▸ **Study text**:
Johnson, who has been in emergency services for 18 years, credits Albany County Executive Daniel McCoy with firing up the towns to teach CPR. Two years ago, in February, which is American Heart Month, McCoy asked all the towns to train as many as they could in hands-on CPR. Guilderland trained 280 people, holding sessions at the YMCA and Crossgates Mall. This year, the University at Albany was added, and over 400 were trained, Johnson said.

Recently Johnson contacted Guilderland High School, and said Superintendent Marie Wiles was “very supportive” of CPR training. Johnson trained 27 hall monitors and is now training students. She trained over 200 this week and will return in February to train more, she said.

Johnson is passionate about her work. She described what it is like to tend to someone with no pulse, who isn’t breathing.  “They are considered dead,” she said. “When you put your hands on the center of their chest and begin compressions, that is the most effective thing you can do...I’ve had people, when they get out of the hospital, tell me, ‘You saved my life.’”

Johnson has answered many 9-1-1 calls where family members are doing CPR on the person who has collapsed. “I’m always impressed when the family is doing CPR on their loved one. After you call 9-1-1 and you don’t know what to do, it empowers people. They don’t feel as helpless,” she said. It also improves the chances for survival.

“The bottom line,” said Johnson, “is, if someone collapses, first you dial 9-1-1. Then you put both hands on the middle of the chest and start compressing.”

The Guilderland students this week practiced the procedure on dummies, learning the simple steps easily. They are now prepared to use their hands to save lives. We’ve covered similar sessions run by the Albany County Sheriff’s Office, most recently at Berne-Knox-Westerlo.

We have nothing but praise for these programs. But we’d like to see them become required. Some states have made CPR training mandatory for high school graduation. Such a bill is pending in New York; we urge that it be signed into law soon.

The results can be stunning. The city of Seattle in Washington makes that clear. For one thing, Seattle has AEDs throughout the city. Those are automated external defibrillators, portable electronic devices that check the heart’s rhythm and, if needed, can send an electric shock to the heart to try to restore a normal rhythm.

Second, more Seattle residents are trained in administering CPR and using AEDs than is typical in America. They are required to take CPR training in order to graduate from high school and to get or renew a driver’s license.

Those who are educated will act.

According to the American Heart Association, the survival rate of people in Seattle who experience sudden cardiac arrest is 40 percent, compared with the rest of the country, at 8 percent. So, if you suffer a heart attack in Seattle, you are five times more likely to survive than if your heart stopped here.

Should we all move to Seattle?

A better solution would be, each of us, to make a commitment to learn this simple technique. The American Heart Association has developed a kit, which any adult or student leader can use to conduct a 30-minute CPR session. Details are available on the heart association website — www.heart.org/cpr. Or, if you live in Guilderland, you can call Bonnie-Jean Johnson.

We urge our school districts to act on this ahead of the state as Guilderland has. We know schools are already overburdened but CPR training is simple and essential. Most people don’t survive a heart attack. A bystander has just four to six minutes to react before it is too late.

One of the stories posted on the American Heart Association website is that of Monica Whittle whose husband had a heart attack in December 2011. She had learned to do CPR as a middle school student in Biloxi, Mississippi 30 years before. That training was all she needed to save her husband’s life.

It may be a stranger who collapses in front of you. It may be someone you love. Get the training now. You never know when you’ll need it. Put your hands to work. Save a life.

▸ **Source information**:
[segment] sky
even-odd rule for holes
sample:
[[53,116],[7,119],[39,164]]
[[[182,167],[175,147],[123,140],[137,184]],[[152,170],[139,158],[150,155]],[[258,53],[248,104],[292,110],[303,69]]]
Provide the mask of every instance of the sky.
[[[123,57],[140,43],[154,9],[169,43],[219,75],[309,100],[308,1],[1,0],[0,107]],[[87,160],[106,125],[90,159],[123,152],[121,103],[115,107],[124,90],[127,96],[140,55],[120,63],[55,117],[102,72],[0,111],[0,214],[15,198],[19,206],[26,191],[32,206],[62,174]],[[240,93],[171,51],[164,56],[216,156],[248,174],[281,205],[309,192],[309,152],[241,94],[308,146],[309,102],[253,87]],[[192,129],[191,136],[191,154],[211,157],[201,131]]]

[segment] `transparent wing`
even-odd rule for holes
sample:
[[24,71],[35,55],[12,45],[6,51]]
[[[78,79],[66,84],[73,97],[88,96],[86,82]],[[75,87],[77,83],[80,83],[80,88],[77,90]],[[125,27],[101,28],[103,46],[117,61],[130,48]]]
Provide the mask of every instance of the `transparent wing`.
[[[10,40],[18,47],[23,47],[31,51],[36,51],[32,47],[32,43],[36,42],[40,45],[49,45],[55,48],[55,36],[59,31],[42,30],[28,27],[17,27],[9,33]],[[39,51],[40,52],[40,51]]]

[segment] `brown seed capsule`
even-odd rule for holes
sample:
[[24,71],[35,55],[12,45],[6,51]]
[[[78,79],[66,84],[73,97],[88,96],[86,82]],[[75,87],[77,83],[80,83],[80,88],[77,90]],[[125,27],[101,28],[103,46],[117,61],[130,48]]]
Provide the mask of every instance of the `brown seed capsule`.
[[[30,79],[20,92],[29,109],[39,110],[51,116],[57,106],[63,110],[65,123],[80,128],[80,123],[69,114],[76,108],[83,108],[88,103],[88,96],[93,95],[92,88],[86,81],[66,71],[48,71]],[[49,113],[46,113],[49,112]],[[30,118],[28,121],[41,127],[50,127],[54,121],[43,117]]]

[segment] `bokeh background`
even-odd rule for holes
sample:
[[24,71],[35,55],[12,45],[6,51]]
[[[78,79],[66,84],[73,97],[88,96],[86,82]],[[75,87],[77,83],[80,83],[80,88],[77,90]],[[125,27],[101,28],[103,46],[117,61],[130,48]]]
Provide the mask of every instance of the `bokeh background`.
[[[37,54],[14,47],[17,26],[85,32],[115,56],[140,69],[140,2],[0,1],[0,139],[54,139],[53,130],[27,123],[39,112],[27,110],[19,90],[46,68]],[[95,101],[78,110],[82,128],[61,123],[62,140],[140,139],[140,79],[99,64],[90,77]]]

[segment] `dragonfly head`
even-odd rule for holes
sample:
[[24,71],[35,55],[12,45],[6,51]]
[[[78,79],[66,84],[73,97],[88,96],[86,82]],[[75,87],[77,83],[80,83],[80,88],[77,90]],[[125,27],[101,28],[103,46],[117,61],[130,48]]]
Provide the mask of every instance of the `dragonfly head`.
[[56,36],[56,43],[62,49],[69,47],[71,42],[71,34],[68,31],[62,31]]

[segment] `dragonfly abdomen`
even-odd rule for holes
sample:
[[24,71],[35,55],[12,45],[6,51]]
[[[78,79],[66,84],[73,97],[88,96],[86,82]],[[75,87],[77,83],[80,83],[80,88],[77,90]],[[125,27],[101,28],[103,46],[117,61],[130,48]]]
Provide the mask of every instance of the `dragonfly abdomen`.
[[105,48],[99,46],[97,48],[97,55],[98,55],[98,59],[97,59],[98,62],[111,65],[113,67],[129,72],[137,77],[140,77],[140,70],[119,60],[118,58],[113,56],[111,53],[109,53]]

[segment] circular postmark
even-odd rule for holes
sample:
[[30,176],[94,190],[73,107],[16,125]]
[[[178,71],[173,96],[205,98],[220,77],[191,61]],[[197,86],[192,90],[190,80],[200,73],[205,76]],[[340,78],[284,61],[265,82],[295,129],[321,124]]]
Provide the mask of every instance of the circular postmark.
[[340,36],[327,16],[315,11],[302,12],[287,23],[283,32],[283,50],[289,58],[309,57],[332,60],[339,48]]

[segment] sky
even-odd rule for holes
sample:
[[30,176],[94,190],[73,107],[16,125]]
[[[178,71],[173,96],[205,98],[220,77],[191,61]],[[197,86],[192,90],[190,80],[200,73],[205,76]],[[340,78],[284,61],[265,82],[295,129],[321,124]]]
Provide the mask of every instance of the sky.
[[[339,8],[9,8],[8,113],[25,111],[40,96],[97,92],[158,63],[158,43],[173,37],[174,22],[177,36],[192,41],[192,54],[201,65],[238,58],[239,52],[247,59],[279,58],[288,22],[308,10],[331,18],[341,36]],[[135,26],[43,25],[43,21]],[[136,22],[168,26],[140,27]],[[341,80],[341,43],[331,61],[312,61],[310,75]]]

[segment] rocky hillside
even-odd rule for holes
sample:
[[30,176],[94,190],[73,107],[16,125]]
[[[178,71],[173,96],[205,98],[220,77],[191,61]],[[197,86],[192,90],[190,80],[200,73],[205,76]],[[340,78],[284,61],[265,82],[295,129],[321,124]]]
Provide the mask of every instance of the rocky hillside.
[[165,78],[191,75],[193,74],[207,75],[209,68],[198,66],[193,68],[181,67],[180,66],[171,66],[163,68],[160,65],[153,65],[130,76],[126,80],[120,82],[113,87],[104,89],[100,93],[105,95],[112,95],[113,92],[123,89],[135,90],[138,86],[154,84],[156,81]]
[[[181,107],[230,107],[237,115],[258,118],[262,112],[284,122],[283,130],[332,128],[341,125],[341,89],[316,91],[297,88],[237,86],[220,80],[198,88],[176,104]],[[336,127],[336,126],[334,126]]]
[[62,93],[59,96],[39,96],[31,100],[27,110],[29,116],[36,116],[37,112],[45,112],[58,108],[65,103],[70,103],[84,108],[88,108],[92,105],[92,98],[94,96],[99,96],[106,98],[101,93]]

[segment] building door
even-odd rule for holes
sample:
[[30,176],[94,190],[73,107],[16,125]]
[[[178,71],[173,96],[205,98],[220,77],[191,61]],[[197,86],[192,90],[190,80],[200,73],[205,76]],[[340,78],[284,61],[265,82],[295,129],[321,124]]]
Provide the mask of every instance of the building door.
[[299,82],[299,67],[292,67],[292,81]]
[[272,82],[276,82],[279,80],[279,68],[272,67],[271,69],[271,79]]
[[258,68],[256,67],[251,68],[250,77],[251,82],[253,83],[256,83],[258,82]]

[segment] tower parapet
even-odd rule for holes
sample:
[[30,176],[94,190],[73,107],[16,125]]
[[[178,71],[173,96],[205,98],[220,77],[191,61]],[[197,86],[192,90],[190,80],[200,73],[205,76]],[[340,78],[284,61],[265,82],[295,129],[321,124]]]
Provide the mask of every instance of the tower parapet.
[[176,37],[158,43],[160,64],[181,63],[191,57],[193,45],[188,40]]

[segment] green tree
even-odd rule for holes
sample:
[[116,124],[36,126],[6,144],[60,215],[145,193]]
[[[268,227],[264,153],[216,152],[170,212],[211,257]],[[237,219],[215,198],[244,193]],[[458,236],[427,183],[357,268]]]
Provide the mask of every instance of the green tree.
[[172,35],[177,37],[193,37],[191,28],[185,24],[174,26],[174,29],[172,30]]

▸ **List of tasks**:
1. Translate this sentence from the CPR editorial into Spanish: "Guilderland trained 280 people, holding sessions at the YMCA and Crossgates Mall."
2. Edit the CPR editorial starting with "Johnson has answered" and going on through "recently at Berne-Knox-Westerlo.", putting "mannequins" in place of "dummies".
3. Answer these questions from the CPR editorial:
(a) How many hall monitors did Johnson train?
(b) According to the American Heart Association, what is the survival rate for people in Seattle who experience sudden cardiac arrest?
(c) Where did Monica Whittle learn to do CPR?
The listing above is separate material, unrelated to the CPR editorial.

▸ **Per-task outputs**:
1. Guilderland capacitó a 280 personas y realizó sesiones en la YMCA y en Crossgates Mall.

2.
Johnson has answered many 9-1-1 calls where family members are doing CPR on the person who has collapsed. “I’m always impressed when the family is doing CPR on their loved one. After you call 9-1-1 and you don’t know what to do, it empowers people. They don’t feel as helpless,” she said. It also improves the chances for survival.

“The bottom line,” said Johnson, “is, if someone collapses, first you dial 9-1-1. Then you put both hands on the middle of the chest and start compressing.”

The Guilderland students this week practiced the procedure on mannequins, learning the simple steps easily. They are now prepared to use their hands to save lives. We’ve covered similar sessions run by the Albany County Sheriff’s Office, most recently at Berne-Knox-Westerlo.

3.
(a) 27
(b) 40 percent
(c) In Biloxi, Mississippi, as a middle school student